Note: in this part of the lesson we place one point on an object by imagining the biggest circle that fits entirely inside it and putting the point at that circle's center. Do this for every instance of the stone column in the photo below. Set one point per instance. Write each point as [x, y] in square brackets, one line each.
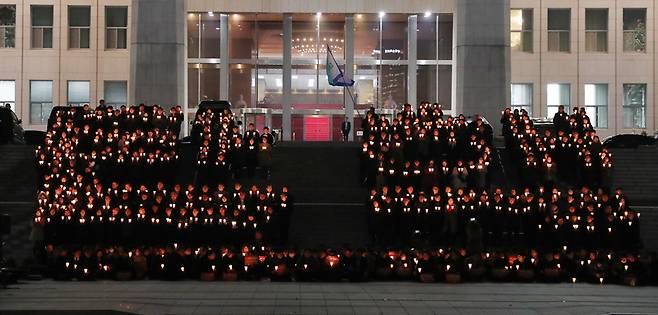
[483, 58]
[157, 52]
[412, 68]
[286, 119]
[349, 71]
[224, 53]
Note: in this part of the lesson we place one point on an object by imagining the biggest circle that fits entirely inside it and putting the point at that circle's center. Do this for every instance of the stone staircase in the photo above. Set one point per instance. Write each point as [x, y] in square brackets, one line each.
[324, 180]
[636, 172]
[18, 185]
[18, 175]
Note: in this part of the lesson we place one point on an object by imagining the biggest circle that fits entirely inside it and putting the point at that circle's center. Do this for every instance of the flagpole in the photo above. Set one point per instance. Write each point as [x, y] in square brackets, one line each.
[346, 87]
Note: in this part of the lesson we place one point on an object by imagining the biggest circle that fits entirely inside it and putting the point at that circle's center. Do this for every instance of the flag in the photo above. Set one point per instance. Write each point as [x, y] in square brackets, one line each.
[336, 76]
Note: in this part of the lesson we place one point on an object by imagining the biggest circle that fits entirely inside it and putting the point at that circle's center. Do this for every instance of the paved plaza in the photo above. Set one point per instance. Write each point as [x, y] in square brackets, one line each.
[194, 297]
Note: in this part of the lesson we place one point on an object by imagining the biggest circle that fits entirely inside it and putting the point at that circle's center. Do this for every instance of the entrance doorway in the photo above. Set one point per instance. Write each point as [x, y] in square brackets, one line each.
[316, 128]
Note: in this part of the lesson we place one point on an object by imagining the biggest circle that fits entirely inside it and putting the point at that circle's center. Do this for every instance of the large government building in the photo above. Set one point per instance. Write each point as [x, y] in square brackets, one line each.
[267, 57]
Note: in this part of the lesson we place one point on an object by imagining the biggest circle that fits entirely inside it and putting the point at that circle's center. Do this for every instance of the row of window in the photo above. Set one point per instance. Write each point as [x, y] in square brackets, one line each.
[79, 23]
[78, 93]
[596, 30]
[596, 102]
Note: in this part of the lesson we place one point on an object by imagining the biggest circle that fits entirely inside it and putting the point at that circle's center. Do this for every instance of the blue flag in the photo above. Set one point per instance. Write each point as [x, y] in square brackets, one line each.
[336, 76]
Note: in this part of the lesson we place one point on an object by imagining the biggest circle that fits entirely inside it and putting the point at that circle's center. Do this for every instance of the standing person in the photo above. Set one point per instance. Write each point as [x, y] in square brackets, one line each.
[267, 135]
[345, 128]
[251, 155]
[265, 157]
[251, 133]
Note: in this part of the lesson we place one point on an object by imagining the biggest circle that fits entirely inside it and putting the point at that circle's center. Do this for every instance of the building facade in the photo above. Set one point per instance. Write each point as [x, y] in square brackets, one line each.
[268, 57]
[597, 54]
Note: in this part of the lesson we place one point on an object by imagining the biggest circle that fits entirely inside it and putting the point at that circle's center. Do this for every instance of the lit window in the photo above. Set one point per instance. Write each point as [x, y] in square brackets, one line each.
[556, 95]
[635, 30]
[42, 26]
[79, 24]
[116, 27]
[521, 30]
[7, 26]
[78, 93]
[41, 101]
[596, 30]
[559, 30]
[522, 97]
[596, 104]
[635, 104]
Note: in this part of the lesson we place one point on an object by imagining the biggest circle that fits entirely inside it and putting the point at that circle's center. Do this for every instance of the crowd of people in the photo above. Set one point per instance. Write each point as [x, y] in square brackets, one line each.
[224, 152]
[253, 262]
[570, 152]
[424, 149]
[109, 207]
[123, 215]
[546, 218]
[85, 146]
[108, 177]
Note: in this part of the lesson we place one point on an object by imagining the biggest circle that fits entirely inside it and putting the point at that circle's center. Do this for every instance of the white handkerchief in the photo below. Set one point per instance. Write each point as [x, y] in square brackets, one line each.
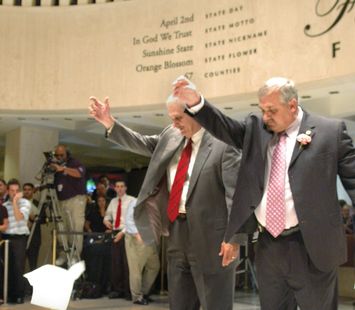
[182, 77]
[52, 285]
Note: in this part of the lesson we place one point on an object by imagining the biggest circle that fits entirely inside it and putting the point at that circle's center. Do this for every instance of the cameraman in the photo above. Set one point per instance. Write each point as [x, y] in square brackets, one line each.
[69, 181]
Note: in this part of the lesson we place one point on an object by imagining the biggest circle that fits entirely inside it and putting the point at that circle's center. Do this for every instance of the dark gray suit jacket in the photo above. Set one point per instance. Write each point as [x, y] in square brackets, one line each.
[209, 196]
[312, 173]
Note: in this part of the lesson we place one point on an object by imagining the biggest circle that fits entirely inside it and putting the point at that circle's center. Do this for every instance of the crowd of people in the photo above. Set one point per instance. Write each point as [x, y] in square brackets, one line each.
[211, 181]
[104, 224]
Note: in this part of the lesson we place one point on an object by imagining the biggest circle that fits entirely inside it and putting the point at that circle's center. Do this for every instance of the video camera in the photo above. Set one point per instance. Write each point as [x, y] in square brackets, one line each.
[51, 159]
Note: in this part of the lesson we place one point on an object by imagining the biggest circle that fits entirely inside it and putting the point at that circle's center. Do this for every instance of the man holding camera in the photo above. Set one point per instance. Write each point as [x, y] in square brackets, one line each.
[69, 182]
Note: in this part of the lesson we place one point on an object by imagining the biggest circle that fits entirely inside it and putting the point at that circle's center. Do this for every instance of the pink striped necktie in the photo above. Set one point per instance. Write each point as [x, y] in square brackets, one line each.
[275, 201]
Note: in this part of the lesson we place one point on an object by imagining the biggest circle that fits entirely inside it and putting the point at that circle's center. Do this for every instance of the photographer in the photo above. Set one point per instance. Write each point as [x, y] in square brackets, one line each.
[69, 181]
[18, 210]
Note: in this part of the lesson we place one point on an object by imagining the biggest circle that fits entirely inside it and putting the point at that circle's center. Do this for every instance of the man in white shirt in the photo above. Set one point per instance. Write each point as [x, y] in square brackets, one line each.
[17, 232]
[115, 221]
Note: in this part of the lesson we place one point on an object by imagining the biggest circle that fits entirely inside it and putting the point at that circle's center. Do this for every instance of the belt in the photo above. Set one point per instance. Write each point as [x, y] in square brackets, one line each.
[182, 216]
[285, 233]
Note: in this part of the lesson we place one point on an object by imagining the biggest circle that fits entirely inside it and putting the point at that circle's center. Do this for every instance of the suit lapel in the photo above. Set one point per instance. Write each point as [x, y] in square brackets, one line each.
[266, 137]
[306, 125]
[201, 157]
[167, 154]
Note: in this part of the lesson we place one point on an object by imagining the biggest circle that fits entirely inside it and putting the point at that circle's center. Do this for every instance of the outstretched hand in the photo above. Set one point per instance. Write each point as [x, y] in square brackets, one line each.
[101, 111]
[230, 252]
[186, 91]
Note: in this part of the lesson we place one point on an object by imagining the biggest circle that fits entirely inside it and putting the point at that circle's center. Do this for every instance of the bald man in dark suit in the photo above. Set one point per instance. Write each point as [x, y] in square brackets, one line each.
[197, 275]
[296, 263]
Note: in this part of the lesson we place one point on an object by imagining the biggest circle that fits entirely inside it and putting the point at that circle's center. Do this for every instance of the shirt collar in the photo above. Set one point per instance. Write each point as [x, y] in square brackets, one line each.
[293, 129]
[197, 137]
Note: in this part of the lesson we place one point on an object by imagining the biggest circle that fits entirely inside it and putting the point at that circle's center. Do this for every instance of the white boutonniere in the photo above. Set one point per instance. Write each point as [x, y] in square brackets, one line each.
[304, 138]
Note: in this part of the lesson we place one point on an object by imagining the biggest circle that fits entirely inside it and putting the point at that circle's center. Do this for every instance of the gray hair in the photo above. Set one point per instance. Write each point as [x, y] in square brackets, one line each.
[285, 86]
[173, 99]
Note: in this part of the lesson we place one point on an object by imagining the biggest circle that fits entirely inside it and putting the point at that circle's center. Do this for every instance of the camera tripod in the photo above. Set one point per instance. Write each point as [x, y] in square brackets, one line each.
[48, 208]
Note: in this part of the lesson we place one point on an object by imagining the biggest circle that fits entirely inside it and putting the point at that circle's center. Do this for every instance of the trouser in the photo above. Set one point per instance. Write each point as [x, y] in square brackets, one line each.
[189, 286]
[72, 211]
[287, 277]
[143, 263]
[119, 268]
[17, 257]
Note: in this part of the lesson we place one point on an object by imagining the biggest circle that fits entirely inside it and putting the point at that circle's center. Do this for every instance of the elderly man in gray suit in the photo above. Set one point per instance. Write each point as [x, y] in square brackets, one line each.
[287, 181]
[199, 171]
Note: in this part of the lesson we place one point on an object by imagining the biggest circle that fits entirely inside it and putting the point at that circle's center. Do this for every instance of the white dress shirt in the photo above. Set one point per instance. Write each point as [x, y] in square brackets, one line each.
[291, 132]
[111, 210]
[260, 211]
[171, 171]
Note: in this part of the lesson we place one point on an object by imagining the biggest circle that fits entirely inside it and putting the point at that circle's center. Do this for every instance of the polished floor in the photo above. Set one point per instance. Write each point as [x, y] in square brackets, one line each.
[244, 300]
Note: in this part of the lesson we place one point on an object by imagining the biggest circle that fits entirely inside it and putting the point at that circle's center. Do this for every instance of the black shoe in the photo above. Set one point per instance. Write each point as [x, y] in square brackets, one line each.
[142, 302]
[20, 300]
[147, 298]
[114, 295]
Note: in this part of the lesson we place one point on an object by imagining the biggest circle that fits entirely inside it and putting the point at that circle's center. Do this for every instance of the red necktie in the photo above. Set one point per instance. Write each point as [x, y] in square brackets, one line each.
[275, 201]
[180, 177]
[118, 214]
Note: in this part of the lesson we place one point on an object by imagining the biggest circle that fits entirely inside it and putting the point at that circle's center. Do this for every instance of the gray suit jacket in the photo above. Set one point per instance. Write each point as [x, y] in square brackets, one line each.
[312, 173]
[209, 196]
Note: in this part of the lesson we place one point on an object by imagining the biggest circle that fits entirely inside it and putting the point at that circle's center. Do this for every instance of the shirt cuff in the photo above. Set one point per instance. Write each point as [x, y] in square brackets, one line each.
[196, 108]
[108, 130]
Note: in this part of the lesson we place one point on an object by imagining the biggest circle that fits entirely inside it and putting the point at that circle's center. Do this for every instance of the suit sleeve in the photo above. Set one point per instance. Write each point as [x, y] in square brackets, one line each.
[132, 140]
[346, 162]
[222, 127]
[230, 169]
- - - - - - -
STATED EXERCISE
Please format everything from the line containing "of the black" down to the end of the material as a JSON list of strings, one string per line, with blank lines left out.

ANSWER BELOW
[
  "Note: in this part of the lesson we place one point on an object by imagining the biggest circle that fits entirely inside it and putting the point at that circle's center. Do this for every instance of the black shoe in the photo above. Set one point per instance. Write each point as [x, y] in square brackets, one line each.",
  "[142, 302]",
  "[20, 300]",
  "[147, 298]",
  "[114, 295]",
  "Note: in this part of the lesson we place one point on an object by imagining the biggest circle that fits entirely inside it and putting the point at that circle's center. Do this for every instance of the red necktie in the photo above. Set one point per instance. Write each point as [x, y] in square brackets, one line each.",
  "[275, 201]",
  "[180, 177]",
  "[118, 214]",
  "Note: in this part of the lesson we place one point on an object by imagining the biggest circle that fits entirely inside it and putting the point at that circle's center. Do this for every instance of the gray suit jacket in the photo above. Set one point per instance. Write each point as [x, y] in square brackets, one line each.",
  "[312, 173]",
  "[209, 196]",
  "Note: in this part of the lesson we place one point on an object by imagining the biggest circle that fits entirely inside it and putting the point at that circle's center. Do this for every instance of the shirt cuff in the photo above. Set one point per instance. Write each point as [x, y] in square brackets, one line each.",
  "[196, 108]",
  "[108, 130]",
  "Note: in this part of the lesson we place one point on an object by imagining the biggest circle that fits entirely inside it and putting the point at that circle's center. Do this for every instance of the suit sleeve in the photo above. Set one point per instance. Write each point as [x, y] in square brackets, one line each.",
  "[132, 140]",
  "[346, 162]",
  "[222, 127]",
  "[230, 169]"
]